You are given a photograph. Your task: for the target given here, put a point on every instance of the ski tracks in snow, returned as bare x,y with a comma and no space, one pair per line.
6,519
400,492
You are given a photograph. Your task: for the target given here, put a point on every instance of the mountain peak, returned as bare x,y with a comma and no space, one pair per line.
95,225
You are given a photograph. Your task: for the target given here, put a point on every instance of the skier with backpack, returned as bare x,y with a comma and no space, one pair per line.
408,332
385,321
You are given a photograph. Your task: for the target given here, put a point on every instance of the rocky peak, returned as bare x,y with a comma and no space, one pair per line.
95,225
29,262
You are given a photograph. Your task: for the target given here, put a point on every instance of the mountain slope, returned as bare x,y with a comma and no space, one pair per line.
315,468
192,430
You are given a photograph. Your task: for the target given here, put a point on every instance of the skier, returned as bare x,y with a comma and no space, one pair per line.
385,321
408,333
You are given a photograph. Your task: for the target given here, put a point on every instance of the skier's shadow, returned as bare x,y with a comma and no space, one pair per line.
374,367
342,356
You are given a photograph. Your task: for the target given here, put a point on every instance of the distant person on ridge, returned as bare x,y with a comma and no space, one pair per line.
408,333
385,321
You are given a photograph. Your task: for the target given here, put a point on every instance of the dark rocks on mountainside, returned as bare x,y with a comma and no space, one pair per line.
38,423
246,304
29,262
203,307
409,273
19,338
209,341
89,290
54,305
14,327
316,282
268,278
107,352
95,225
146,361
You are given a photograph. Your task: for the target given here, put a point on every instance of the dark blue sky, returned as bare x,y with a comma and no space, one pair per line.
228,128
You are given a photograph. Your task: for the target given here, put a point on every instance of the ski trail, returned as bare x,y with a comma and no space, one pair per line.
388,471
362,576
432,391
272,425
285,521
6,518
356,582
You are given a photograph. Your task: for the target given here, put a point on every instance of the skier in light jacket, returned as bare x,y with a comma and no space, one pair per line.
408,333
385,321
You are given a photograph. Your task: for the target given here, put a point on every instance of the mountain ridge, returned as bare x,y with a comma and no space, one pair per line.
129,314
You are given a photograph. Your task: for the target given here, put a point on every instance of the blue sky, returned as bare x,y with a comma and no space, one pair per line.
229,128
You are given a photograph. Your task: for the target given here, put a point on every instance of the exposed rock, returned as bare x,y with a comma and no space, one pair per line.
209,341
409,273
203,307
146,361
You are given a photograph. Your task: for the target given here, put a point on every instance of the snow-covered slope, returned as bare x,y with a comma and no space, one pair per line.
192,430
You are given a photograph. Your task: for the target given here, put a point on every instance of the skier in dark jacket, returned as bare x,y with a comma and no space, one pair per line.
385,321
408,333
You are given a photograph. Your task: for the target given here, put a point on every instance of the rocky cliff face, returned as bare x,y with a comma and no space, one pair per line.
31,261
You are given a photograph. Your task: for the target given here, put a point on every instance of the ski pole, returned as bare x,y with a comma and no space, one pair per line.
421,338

------------------------------------------------

Return, word for word, everything in the data from the line containing "ski pole, returned" down to the end of the data, including both.

* SOLUTION FOR THIS PROBLEM:
You are given a photograph. Your task: for the target given here, put a point on every instance of the ski pole, returned as bare x,y with a comma and no space, one pair per line.
421,338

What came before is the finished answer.